=== Data shown ===
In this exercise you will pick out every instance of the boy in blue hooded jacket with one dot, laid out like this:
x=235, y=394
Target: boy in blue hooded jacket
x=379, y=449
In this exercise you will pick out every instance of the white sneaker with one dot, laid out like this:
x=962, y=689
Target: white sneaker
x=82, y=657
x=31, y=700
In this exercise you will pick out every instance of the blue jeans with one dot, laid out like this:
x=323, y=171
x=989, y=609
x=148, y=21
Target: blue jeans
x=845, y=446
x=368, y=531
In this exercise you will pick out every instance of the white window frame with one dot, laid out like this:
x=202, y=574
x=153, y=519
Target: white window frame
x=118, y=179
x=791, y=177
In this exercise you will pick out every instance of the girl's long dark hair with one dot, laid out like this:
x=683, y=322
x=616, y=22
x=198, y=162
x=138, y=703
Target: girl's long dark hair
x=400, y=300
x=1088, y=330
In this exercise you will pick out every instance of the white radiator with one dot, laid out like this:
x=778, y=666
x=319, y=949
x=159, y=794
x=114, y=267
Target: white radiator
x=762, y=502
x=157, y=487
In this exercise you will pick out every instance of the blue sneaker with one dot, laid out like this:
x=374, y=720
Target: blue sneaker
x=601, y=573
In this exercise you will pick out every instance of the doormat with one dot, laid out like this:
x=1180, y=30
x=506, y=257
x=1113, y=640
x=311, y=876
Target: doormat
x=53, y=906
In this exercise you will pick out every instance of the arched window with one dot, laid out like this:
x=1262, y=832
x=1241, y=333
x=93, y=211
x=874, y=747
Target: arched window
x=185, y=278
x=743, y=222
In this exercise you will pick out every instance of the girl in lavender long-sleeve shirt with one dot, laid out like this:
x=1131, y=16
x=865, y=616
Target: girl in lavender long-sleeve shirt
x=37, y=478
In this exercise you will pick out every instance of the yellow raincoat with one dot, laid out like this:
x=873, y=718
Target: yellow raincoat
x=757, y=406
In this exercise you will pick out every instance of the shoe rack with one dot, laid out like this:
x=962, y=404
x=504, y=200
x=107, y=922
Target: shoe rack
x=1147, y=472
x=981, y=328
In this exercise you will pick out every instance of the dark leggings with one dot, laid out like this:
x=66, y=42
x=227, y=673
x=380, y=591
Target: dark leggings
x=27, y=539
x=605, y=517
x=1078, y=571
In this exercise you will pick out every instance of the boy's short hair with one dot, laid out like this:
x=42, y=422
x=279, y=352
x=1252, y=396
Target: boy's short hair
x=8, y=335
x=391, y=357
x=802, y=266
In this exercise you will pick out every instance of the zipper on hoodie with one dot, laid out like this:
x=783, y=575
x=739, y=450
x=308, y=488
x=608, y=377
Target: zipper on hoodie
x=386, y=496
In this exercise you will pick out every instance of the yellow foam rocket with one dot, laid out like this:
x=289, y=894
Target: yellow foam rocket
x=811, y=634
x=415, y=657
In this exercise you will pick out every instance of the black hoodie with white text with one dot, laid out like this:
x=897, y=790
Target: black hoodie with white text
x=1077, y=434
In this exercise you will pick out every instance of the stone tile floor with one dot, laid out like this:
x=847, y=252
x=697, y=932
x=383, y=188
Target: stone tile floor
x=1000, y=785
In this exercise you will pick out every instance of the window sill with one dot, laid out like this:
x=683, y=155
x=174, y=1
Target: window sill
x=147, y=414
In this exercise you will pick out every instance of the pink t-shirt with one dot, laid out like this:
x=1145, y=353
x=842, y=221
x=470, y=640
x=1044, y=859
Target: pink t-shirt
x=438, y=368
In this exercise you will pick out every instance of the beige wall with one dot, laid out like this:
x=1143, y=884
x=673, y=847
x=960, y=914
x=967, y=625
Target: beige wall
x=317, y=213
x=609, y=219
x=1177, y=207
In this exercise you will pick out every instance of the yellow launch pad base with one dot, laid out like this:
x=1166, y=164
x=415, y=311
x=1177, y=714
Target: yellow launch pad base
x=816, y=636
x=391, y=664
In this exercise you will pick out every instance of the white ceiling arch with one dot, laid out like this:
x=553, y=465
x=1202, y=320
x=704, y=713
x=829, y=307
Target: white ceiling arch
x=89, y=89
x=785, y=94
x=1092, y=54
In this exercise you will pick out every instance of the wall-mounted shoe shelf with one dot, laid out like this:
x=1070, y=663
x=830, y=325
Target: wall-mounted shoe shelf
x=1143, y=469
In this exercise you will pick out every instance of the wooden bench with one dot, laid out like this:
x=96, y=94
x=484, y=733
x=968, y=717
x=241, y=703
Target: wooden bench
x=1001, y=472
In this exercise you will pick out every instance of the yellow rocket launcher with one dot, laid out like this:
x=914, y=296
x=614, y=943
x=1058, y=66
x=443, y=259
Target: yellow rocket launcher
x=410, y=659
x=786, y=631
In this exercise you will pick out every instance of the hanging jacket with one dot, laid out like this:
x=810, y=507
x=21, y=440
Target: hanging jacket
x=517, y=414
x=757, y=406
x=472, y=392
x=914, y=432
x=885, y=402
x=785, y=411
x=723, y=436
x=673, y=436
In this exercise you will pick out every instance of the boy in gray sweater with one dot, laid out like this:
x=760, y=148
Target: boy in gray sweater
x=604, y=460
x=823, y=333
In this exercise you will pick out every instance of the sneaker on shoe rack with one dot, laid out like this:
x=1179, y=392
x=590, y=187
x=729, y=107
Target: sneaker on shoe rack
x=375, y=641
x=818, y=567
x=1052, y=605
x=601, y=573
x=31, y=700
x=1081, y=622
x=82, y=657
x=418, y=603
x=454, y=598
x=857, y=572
===
● **The problem**
Copy out the listing above line for line, with no changes.

● **Task output**
In this exercise you will pick out every instance of the boy in blue hooded jacket with one dot, laid out like this:
x=235, y=394
Target: boy in blue hooded jacket
x=379, y=449
In this exercise you will pick out every instance of the white sneaker with one dot, laid out like this:
x=962, y=689
Target: white sneaker
x=82, y=657
x=31, y=700
In this exercise you will pick out every instance of the blue jeans with one dot, laid out like this:
x=323, y=171
x=989, y=609
x=148, y=21
Target: blue jeans
x=845, y=446
x=368, y=531
In this exercise you will pick out every instance of the white window frame with one dot, laid out like this:
x=202, y=574
x=153, y=519
Target: white window frame
x=118, y=179
x=791, y=177
In this exercise you will pick out every instance of the girl's long dark hair with one dot, laid out like this:
x=683, y=322
x=616, y=22
x=198, y=162
x=138, y=703
Target: girl's long dark hair
x=400, y=300
x=1088, y=330
In this exercise you will pick out every instance of the white radiator with one dot, laid out like this:
x=778, y=666
x=319, y=949
x=159, y=794
x=114, y=267
Target: white radiator
x=762, y=502
x=157, y=487
In this exercise you will pick out every instance of the blue sneaker with one dot, laid out like this:
x=374, y=720
Target: blue sneaker
x=601, y=573
In this exercise you will pick out every instance of the doormat with one dot, laid out like this:
x=1180, y=30
x=506, y=257
x=1113, y=640
x=311, y=876
Target: doormat
x=53, y=906
In this exercise you will pick out every instance of the arched window with one dot, laid out like this:
x=1262, y=832
x=1241, y=333
x=93, y=211
x=874, y=747
Target: arched window
x=185, y=278
x=743, y=222
In this exercise you will pick out every instance of the girl in lavender long-sleeve shirt with one dot, laid out like this:
x=1131, y=16
x=865, y=616
Target: girl in lavender long-sleeve shirt
x=37, y=478
In this exercise you will pick out every instance of the yellow raincoat with one dot, laid out like this:
x=873, y=718
Target: yellow raincoat
x=757, y=406
In this exercise you will pick out every instance of the shoe rack with one dot, laid out like this:
x=962, y=404
x=504, y=200
x=107, y=922
Target: shoe rack
x=1147, y=472
x=981, y=328
In this exercise you will pick out every instance of the dark leggings with one dot, laid out like this:
x=66, y=42
x=227, y=673
x=380, y=591
Target: dark leggings
x=27, y=539
x=605, y=517
x=1078, y=571
In this exercise you will pick out every instance of the boy's short hair with one dot, laid out like this:
x=42, y=422
x=279, y=352
x=1252, y=396
Target: boy's short hair
x=8, y=335
x=391, y=357
x=802, y=266
In this exercise you will pick out every instance of the zipper on hoodie with one dot, laid out like this:
x=783, y=575
x=739, y=450
x=308, y=488
x=608, y=377
Target: zipper on hoodie
x=386, y=496
In this exercise you will pick out every instance of the yellow foam rocket with one dot, laid out like this:
x=289, y=894
Target: yellow foam rocket
x=811, y=634
x=415, y=657
In this exercise you will pick out every instance of the black hoodie with white text with one dot, laid out like this:
x=897, y=790
Target: black hoodie with white text
x=1077, y=434
In this exercise you will pick out every instance of the stone tile floor with one dot, laid out like this:
x=847, y=252
x=697, y=932
x=383, y=188
Target: stone tile floor
x=1000, y=785
In this exercise you will pick out every instance of the window sill with one dot, laid out like this:
x=683, y=155
x=174, y=1
Target: window sill
x=147, y=414
In this exercise you will pick out every instance of the pink t-shirt with one dot, laid out like this:
x=1145, y=353
x=842, y=221
x=470, y=640
x=1044, y=859
Target: pink t-shirt
x=438, y=368
In this exercise you will pick out every instance of the beige wall with one dot, laid out like this:
x=1143, y=884
x=673, y=847
x=960, y=914
x=967, y=625
Target: beige wall
x=317, y=213
x=609, y=219
x=1177, y=207
In this exercise you will pick out every instance of the yellow launch pad base with one dot, laid out like this:
x=1166, y=164
x=415, y=311
x=1177, y=714
Target: yellow launch pad base
x=816, y=636
x=391, y=664
In this exercise you will pick out every instance of the white ceiling arch with one dot, laid out like this:
x=553, y=465
x=1202, y=320
x=704, y=713
x=829, y=307
Target: white ceiling arch
x=89, y=89
x=785, y=94
x=1092, y=54
In this exercise you will pick out every instance of the wall-mounted shoe shelf with one dot, laid out like this:
x=1070, y=663
x=830, y=325
Target: wall-mounted shoe shelf
x=1143, y=469
In this exercise you will pick out every instance of the wooden bench with one dot, laid out like this:
x=96, y=94
x=484, y=733
x=968, y=717
x=241, y=703
Target: wooden bench
x=1001, y=472
In this exercise you will pick out every instance of the yellow rocket launcher with one dot, laid out like this:
x=914, y=296
x=614, y=943
x=1058, y=66
x=443, y=259
Target: yellow rocket launcher
x=410, y=659
x=786, y=631
In this exercise you will pick out every instance of the hanging jacket with one dot, laid out like this:
x=810, y=507
x=21, y=440
Target: hanging jacket
x=517, y=414
x=757, y=406
x=472, y=392
x=914, y=432
x=885, y=402
x=785, y=411
x=723, y=436
x=673, y=436
In this exercise you will pick out every instance of the boy in gray sweater with one dot, laid out like this:
x=760, y=148
Target: boy in gray sweater
x=604, y=460
x=823, y=333
In this exercise you will pick out every instance of the sneaker on shoe rack with one dot, laid out like this:
x=1179, y=392
x=590, y=187
x=729, y=107
Target: sneaker on shoe rack
x=375, y=641
x=818, y=567
x=1052, y=605
x=601, y=573
x=31, y=700
x=1081, y=622
x=82, y=657
x=418, y=603
x=454, y=598
x=857, y=572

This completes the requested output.